**DIRECTIVE:**
Copy the items word for word, from their first line down to and including the line that contains "ring_order: in each".

#### GIVEN DATA ####

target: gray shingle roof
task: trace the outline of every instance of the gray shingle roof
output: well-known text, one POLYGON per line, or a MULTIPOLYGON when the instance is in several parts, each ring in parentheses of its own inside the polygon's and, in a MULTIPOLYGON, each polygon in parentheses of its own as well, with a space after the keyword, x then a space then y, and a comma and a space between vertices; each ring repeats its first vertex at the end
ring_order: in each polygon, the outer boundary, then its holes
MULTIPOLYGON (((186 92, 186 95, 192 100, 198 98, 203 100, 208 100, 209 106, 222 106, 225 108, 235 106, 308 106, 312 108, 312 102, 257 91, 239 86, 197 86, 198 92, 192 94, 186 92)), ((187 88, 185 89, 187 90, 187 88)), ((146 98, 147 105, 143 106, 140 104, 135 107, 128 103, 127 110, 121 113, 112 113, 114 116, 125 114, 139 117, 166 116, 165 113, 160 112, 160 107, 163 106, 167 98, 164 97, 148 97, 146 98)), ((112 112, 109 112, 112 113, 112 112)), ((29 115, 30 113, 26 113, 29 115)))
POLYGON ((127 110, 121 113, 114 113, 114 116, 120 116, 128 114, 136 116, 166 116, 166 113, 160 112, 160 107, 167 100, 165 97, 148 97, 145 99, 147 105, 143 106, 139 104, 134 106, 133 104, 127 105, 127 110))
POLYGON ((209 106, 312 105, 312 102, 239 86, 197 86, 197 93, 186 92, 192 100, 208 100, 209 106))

####

**ANSWER FOR THIS EXERCISE:**
target: gray shingle roof
task: trace the outline of every instance of the gray shingle roof
output: well-known text, one POLYGON per line, or a MULTIPOLYGON when the instance is in several parts, each ring in parentheses of its own inside the polygon's and, in a MULTIPOLYGON, each polygon in parentheses of its own as well, with a space after the keyword, x then a space then y, and a comma and a space between vertices; each ring repeats its first vertex at the end
ring_order: in each polygon, the outer boundary, then its holes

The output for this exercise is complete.